Location identification items
[Start]

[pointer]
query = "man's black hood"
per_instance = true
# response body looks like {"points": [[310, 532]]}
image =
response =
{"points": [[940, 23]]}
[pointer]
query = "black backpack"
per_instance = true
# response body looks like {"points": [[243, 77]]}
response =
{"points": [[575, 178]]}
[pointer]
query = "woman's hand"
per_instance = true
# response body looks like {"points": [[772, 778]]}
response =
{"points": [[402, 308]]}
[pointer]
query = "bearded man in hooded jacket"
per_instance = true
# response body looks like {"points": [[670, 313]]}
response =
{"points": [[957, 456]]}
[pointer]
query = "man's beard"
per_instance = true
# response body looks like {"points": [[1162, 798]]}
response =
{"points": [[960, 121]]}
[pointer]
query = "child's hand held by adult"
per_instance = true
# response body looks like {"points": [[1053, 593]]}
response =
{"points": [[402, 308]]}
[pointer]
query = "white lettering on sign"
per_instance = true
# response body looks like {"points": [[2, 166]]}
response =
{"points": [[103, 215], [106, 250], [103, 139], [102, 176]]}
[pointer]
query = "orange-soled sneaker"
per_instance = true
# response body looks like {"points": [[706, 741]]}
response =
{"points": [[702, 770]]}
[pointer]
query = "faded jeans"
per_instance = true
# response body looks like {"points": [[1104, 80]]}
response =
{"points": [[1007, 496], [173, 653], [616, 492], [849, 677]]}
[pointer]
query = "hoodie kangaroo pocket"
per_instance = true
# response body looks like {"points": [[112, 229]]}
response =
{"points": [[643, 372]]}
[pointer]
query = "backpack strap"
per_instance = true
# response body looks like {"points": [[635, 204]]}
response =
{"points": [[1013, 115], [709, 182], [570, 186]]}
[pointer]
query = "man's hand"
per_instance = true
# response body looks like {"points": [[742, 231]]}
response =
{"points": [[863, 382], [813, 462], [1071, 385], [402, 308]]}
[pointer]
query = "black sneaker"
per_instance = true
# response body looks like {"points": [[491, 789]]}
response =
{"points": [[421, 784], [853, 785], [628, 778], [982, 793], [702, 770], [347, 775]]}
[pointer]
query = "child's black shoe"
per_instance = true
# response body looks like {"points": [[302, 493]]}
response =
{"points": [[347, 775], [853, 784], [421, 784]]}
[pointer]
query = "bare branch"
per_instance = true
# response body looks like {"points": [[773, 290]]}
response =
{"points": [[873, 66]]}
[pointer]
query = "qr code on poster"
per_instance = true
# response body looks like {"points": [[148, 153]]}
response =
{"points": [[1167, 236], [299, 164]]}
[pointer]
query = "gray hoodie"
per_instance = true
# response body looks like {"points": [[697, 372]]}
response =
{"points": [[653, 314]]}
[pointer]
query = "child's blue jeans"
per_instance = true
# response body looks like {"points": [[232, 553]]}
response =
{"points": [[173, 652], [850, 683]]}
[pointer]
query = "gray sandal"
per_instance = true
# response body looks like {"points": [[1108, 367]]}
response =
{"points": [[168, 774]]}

[End]

### What to produce
Retype all of the material, keeping each line exact.

### Expected output
[pointer]
query = "man's black hood"
per_instance = true
# response body looks like {"points": [[310, 532]]}
image =
response =
{"points": [[940, 23]]}
[pointer]
query = "black backpack"
per_instance = true
# response body looks like {"points": [[243, 77]]}
response =
{"points": [[575, 178]]}
[pointer]
query = "woman's hand"
per_instance = true
# response body looks like {"points": [[772, 778]]}
response =
{"points": [[402, 308]]}
[pointer]
query = "bearded man in hooded jacket"
per_instance = true
# response body looks like {"points": [[670, 313]]}
response =
{"points": [[957, 456]]}
[pointer]
query = "man's beard"
per_instance = true
# response body looks like {"points": [[1162, 798]]}
response =
{"points": [[960, 121]]}
[pointer]
query = "child's hand held by adult"
per_instance = true
# response body looks like {"points": [[1053, 593]]}
response =
{"points": [[402, 308]]}
[pointer]
query = "white lettering on sign"
per_instance = true
# response body looks like {"points": [[2, 166]]}
response =
{"points": [[103, 215], [106, 250], [103, 139], [102, 176]]}
[pointer]
query = "orange-soled sneaker"
per_instance = true
# response body looks like {"points": [[706, 741]]}
response =
{"points": [[702, 770]]}
[pointer]
query = "faded jeans"
per_instance = true
# response body looks like {"points": [[1104, 80]]}
response =
{"points": [[1007, 496], [173, 653], [616, 492], [849, 677]]}
[pointer]
query = "hoodie kangaroo pocket"
per_instance = true
# response body looks like {"points": [[112, 229]]}
response =
{"points": [[643, 372]]}
[pointer]
query = "backpack strap"
per_instance = true
# response body looks like {"points": [[635, 204]]}
response =
{"points": [[1013, 115], [709, 182], [570, 186]]}
[pointer]
query = "man's hand"
per_instance = true
# response body looks like {"points": [[742, 231]]}
response =
{"points": [[863, 382], [813, 462], [1071, 385], [402, 308]]}
[pointer]
query = "black sneaker"
per_instance = true
# response body looks like {"points": [[491, 789]]}
response =
{"points": [[421, 784], [853, 785], [628, 778], [982, 793], [702, 770], [347, 775]]}
[pointer]
query = "child's black shoe"
per_instance = true
# response body looks like {"points": [[302, 493]]}
response =
{"points": [[347, 775], [853, 784], [421, 784]]}
[pointer]
query = "bare branch"
per_instance = true
# response body looks like {"points": [[773, 290]]}
response =
{"points": [[873, 66]]}
[pointer]
query = "qr code on poster"
per_instance = true
# response body looks like {"points": [[148, 153]]}
response =
{"points": [[1167, 236], [299, 164]]}
[pointer]
query = "gray hoodie"
per_instance = true
# response body looks like {"points": [[697, 372]]}
response =
{"points": [[653, 314]]}
[pointer]
query = "child's blue jeans"
per_instance = true
# response body looks like {"points": [[232, 553]]}
response =
{"points": [[173, 652], [850, 683]]}
[pointer]
query = "gray sandal"
per_instance = true
# response body looks like {"points": [[1108, 367]]}
response =
{"points": [[168, 774]]}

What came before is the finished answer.